=== Texto de referencia ===

----

El pasado 4 de octubre mi Facultad de Medicina en la Universidad del Cauca cumplió 70 años de refundada en el siglo XX, ya que tiene una historia en el siglo XIX en un período que va de 1835 a 1890, año en que debió cerrarse por las guerras, la política y las consecuentes dificultades financieras. En este período de existencia académica, en el que graduó a los primeros siete médicos en 1956, el programa de medicina se ha mantenido en los más altos estándares académicos, como consta en la Acreditación de Alta Calidad concedida por las autoridades competentes en octubre de 2010 y todavía vigente.
Fui un afortunado al llegar a esa facultad de medicina y conocer de su grandeza en el entrenamiento para ser médicos, ese periplo en el que empezamos a construir el orgullo de ser egresados de su alma mater por hacernos conscientes de la formación como profesionales expertos en diagnosticar con la semiología, es decir, el análisis de los síntomas y signos que presenta el paciente, y sin necesidad de tanta tecnología; basta con usar de manera coherente los pilares básicos de la observación, palpación, percusión y auscultación; el resto, los exámenes de laboratorio y la tecnología, se ubican dentro de lo que se conoce como “ayudas diagnósticas”.
Esa forma de concebir la medicina es la original desde los chamanes en adelante, vale decir, desde cuando empezó a desarrollarse un corpus médico a manera de taxonomía clínica que describe y clasifica los síntomas y signos de las enfermedades; se llama “formación como clínico”, con la que se diagnostican la mayoría de enfermedades. Esa fue la medicina que nos enseñaron a nosotros, con un enfoque biológico, psicológico y social.

----

=== Datos proporcionados ===
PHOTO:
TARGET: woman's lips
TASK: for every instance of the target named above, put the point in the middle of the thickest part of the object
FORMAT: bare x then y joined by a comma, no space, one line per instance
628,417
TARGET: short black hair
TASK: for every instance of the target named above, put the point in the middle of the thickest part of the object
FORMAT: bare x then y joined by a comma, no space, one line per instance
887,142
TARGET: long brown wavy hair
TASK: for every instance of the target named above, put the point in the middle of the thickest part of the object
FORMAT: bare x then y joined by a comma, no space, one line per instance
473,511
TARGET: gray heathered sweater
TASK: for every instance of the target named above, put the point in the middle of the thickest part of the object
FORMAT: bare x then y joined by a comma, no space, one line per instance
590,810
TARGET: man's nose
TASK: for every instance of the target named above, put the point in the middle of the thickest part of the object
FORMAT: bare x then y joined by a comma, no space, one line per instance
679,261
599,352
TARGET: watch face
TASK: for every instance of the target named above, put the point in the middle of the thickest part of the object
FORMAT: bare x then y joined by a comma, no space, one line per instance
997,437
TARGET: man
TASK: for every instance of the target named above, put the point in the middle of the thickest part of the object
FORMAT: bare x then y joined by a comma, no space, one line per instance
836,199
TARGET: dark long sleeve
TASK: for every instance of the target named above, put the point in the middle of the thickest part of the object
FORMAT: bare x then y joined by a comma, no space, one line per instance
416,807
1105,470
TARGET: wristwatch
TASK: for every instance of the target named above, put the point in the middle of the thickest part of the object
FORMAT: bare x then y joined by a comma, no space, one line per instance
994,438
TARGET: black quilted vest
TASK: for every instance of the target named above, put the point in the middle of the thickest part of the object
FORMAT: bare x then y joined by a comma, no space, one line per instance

----

=== Preguntas de estudio ===
1. Según el texto sobre la Facultad de Medicina de la Universidad del Cauca, ¿en qué año se graduaron sus primeros siete médicos?
2. Retome el texto sobre la Facultad de Medicina de la Universidad del Cauca y continúelo a partir de su última oración.

=== Respuestas por tarea ===
1. En 1956.

2.
Lo más importante que nos enseñaron fue a pensar la medicina, a ver al paciente en todas sus dimensiones humanas, a comprender el sufrimiento ajeno para ser solidario con ese dolor desde la distancia técnica que impone la ética médica. Hoy, con la misma edad de mi facultad de medicina, compruebo que tenemos una escuela del pensamiento médico, algo muy difícil de construir y que requiere un proceso de años y la complicidad inteligente de todos los allí formados para mantener ese nivel. Es la razón de nuestro orgullo como egresados, esa formación clínica que nos lleva al enfoque sistémico del paciente como un ser humano y nos permite escoger la mejor alternativa para resolver o paliar su enfermedad.
No tengo la menor duda en recomendar mi facultad de medicina a todo aquel que me pida consejo acerca de dónde podría estudiar medicina un hijo suyo. De hecho, mi hija de 13 años ha expresado que uno de sus posibles estudios profesionales sería medicina, yo me amarro una mordaza para no decirle que desista, teniendo en cuenta el estado actual de la medicina; pero sabe que, si se decide, vivirá en Popayán y estudiará en esa facultad de medicina. Sabe que esa ciudad es bacana.